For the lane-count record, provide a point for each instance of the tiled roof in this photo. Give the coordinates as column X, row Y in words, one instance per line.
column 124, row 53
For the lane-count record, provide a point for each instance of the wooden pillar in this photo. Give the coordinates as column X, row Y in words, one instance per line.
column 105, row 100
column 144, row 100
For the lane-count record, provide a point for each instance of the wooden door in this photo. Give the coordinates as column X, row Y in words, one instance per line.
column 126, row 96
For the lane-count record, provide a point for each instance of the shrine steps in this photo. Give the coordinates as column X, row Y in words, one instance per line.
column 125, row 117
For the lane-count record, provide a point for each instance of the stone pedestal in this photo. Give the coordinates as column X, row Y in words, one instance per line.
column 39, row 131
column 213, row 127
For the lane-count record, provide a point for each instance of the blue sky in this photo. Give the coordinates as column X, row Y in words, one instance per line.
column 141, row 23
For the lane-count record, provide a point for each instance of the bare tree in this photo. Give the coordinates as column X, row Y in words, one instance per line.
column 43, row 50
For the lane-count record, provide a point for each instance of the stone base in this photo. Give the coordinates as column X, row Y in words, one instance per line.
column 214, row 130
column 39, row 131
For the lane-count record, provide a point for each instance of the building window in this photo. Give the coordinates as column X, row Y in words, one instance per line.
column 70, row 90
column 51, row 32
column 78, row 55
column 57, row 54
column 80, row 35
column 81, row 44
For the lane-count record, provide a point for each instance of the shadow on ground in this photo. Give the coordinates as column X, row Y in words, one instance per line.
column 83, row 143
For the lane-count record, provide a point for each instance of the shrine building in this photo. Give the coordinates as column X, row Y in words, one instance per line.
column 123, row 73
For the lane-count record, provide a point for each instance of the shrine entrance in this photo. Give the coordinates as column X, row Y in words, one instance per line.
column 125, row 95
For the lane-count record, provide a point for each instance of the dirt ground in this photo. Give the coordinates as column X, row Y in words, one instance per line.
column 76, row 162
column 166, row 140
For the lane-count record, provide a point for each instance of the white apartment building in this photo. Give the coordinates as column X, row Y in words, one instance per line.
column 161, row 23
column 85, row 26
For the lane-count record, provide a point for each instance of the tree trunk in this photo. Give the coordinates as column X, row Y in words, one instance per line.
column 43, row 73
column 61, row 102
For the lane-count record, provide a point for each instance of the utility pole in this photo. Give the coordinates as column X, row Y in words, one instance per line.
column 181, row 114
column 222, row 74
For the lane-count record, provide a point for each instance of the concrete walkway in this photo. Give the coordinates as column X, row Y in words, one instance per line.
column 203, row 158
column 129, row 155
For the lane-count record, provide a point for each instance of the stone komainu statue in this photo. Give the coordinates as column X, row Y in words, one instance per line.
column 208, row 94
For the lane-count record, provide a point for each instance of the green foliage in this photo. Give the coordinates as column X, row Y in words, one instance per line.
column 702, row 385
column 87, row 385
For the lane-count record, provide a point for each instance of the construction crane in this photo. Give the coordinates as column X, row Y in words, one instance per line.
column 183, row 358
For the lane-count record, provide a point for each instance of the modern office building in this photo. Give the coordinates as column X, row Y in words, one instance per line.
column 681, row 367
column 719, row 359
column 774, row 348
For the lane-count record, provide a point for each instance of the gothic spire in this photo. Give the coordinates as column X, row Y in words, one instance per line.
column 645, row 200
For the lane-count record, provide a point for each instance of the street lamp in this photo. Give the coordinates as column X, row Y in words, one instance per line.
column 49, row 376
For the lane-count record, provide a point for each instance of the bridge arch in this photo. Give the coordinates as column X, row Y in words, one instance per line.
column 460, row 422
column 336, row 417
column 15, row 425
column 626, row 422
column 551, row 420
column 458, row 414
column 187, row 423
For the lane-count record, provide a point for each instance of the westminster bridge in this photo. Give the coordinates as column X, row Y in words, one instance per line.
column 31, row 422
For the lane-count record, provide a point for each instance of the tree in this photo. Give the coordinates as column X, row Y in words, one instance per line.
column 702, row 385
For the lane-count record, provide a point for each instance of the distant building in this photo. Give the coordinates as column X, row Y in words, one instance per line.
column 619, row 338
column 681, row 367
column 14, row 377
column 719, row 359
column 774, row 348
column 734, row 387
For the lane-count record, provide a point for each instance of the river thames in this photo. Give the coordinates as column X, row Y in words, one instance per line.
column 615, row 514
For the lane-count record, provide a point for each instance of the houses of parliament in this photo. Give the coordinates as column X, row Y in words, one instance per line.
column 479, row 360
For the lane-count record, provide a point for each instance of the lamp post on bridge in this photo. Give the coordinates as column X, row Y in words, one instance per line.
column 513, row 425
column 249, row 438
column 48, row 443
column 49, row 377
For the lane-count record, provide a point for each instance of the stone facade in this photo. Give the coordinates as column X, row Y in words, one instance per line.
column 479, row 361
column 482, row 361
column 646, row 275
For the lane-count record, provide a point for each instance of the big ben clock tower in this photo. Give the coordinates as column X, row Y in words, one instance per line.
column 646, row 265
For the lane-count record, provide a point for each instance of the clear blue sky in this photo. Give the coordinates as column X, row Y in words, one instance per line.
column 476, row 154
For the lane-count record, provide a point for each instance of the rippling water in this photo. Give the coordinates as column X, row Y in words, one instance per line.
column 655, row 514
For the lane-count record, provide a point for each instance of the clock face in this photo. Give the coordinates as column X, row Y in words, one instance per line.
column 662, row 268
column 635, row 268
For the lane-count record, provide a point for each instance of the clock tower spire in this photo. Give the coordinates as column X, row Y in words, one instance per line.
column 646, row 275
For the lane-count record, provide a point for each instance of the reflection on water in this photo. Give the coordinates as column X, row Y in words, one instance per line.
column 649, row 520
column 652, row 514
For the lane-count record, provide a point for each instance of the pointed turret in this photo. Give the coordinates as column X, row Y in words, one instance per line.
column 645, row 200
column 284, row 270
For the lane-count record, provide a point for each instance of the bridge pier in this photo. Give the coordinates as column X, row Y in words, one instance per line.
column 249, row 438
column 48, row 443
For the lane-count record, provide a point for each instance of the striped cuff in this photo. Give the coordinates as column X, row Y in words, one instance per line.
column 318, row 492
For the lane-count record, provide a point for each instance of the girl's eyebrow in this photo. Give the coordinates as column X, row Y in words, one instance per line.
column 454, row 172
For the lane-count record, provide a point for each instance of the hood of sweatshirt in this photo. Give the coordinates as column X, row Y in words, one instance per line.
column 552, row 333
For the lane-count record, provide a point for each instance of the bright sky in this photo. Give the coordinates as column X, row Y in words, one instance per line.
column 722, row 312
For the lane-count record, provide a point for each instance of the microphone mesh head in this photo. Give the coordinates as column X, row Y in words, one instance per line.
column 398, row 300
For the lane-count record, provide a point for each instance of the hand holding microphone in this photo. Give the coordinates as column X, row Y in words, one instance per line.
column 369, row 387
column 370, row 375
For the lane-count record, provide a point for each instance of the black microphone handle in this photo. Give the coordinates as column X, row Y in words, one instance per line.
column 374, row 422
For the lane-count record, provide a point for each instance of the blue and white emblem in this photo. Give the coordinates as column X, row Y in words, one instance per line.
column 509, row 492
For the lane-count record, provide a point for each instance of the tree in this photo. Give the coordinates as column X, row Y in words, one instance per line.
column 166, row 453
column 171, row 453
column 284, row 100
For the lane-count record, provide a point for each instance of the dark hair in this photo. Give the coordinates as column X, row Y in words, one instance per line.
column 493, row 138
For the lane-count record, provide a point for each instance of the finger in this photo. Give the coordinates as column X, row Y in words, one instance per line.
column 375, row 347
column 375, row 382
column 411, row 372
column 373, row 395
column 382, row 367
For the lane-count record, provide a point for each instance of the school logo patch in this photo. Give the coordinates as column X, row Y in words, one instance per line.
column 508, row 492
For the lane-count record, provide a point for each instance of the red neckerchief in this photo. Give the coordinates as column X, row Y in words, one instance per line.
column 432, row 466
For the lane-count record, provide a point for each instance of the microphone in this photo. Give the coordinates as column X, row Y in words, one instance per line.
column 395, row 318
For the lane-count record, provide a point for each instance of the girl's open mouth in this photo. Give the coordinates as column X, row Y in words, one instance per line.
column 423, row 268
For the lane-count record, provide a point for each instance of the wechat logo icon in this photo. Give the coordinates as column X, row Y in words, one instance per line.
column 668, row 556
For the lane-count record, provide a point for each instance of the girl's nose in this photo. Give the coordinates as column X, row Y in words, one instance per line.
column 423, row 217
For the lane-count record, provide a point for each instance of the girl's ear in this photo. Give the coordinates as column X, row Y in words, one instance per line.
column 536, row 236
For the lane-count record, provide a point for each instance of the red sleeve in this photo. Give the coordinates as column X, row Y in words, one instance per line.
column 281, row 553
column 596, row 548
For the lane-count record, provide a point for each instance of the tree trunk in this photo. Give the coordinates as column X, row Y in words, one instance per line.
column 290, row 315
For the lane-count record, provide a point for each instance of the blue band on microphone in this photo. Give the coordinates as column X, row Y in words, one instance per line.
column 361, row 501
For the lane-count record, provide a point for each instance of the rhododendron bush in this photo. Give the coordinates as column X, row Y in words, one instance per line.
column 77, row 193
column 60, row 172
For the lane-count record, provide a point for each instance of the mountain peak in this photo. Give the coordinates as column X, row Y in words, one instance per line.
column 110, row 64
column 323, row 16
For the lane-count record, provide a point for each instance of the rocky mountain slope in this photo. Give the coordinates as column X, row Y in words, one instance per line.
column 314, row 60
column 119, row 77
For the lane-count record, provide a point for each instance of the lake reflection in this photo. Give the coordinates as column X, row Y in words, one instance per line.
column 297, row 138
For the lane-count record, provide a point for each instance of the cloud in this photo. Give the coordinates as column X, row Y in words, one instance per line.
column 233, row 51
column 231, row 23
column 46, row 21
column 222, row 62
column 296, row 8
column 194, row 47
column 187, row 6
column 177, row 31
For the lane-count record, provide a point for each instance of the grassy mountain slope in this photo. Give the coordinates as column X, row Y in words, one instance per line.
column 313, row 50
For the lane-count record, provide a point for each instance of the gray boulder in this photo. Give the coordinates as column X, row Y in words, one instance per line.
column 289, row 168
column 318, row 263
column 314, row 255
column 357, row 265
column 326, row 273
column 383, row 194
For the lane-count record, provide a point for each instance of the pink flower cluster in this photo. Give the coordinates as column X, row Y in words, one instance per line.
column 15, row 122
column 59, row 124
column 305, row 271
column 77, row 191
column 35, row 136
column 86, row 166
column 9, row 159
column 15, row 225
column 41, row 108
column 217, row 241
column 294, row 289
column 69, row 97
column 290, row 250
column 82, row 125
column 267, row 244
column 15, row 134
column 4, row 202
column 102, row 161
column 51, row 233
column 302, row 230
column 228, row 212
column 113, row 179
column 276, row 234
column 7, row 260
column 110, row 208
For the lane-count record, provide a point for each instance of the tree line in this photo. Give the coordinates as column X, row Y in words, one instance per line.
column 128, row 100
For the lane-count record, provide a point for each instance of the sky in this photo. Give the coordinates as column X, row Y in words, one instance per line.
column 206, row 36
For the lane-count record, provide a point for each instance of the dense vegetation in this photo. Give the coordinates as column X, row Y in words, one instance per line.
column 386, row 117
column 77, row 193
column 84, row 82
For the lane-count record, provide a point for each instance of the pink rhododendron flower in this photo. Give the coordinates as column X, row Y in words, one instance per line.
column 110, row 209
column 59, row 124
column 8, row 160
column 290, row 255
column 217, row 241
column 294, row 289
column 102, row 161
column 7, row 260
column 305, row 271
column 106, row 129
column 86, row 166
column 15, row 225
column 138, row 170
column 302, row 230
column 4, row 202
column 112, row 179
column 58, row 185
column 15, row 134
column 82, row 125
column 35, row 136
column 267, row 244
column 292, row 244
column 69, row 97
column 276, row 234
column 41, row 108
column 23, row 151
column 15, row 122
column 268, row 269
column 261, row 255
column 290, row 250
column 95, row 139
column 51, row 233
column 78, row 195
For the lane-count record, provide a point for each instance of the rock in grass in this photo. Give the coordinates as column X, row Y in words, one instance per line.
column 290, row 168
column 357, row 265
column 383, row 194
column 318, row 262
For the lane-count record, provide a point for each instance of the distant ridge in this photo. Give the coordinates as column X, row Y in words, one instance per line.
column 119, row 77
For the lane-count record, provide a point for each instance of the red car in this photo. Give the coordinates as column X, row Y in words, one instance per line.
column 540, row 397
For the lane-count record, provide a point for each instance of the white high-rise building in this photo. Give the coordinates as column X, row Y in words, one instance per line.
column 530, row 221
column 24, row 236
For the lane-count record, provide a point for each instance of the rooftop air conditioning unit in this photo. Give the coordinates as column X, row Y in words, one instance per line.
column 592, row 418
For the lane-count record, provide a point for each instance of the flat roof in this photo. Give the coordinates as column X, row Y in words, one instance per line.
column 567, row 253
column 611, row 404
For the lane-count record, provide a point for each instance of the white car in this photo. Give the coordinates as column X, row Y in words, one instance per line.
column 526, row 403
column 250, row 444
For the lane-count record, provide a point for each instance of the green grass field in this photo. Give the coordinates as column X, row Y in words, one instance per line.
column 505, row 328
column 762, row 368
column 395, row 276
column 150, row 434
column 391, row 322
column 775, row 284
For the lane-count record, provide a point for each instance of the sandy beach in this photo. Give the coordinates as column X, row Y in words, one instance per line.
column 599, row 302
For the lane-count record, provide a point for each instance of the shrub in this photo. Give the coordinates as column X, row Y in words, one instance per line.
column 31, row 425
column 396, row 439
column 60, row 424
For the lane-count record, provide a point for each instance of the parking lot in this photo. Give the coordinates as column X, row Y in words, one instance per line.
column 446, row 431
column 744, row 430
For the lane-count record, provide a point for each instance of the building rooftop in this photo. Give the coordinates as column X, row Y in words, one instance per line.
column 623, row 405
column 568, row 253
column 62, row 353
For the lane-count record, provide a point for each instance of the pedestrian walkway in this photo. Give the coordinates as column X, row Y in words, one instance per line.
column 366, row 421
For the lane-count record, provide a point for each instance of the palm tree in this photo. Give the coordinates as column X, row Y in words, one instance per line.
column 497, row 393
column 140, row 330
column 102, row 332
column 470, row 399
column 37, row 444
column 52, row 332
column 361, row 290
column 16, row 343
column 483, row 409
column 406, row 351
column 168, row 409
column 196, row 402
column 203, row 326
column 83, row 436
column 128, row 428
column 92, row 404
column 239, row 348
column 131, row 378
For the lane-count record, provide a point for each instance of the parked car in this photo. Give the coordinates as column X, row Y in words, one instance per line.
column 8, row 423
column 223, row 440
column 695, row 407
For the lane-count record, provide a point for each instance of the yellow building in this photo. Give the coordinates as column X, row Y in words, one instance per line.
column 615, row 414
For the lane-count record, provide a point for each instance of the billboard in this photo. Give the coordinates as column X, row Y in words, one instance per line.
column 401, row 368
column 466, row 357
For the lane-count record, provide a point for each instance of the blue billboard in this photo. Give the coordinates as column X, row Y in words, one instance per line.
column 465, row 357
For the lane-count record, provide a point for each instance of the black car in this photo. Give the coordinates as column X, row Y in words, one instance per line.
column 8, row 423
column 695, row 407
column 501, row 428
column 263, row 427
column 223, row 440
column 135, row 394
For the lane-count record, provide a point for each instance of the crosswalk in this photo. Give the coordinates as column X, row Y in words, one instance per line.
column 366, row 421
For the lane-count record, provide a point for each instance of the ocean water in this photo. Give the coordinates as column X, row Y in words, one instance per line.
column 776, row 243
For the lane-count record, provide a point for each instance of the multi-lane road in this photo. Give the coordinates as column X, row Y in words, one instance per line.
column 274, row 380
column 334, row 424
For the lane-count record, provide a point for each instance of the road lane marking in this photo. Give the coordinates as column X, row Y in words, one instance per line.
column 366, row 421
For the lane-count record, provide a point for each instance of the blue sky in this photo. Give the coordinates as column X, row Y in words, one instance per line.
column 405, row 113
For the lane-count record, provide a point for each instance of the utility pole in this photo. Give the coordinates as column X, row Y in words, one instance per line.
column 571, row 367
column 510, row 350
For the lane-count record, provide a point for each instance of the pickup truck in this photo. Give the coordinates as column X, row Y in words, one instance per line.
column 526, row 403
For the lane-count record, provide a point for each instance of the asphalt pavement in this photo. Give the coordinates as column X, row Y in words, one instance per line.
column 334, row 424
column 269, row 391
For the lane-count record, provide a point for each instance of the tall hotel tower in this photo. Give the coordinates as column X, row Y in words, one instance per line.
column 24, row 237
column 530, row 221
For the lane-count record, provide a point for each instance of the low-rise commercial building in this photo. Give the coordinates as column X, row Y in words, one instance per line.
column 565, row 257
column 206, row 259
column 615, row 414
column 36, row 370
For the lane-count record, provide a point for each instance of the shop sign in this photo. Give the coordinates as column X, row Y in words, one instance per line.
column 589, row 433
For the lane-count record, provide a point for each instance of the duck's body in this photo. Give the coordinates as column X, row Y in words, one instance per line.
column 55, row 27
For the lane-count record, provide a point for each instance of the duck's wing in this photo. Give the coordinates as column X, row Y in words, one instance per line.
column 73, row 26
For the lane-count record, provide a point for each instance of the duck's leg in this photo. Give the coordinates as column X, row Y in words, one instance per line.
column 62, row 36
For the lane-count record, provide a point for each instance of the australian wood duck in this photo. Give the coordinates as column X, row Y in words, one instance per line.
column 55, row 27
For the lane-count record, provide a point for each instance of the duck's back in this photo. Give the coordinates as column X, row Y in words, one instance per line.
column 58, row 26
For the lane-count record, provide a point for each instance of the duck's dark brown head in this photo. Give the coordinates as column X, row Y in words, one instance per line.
--
## Work to do
Return verbatim the lines above, starting with the first line of the items and going on through the line containing "column 126, row 96", with both of those lines included.

## Correct response
For the lane-count record, provide a point for each instance of the tiled roof in this photo. Give the coordinates as column X, row Y in words, one instance per line.
column 124, row 53
For the lane-count record, provide a point for each instance of the wooden pillar in this photo. Give the coordinates as column X, row Y in words, one instance per line.
column 105, row 100
column 144, row 100
For the lane-count record, provide a point for each instance of the wooden door in this photo. Give the coordinates as column X, row Y in words, one instance per line.
column 126, row 96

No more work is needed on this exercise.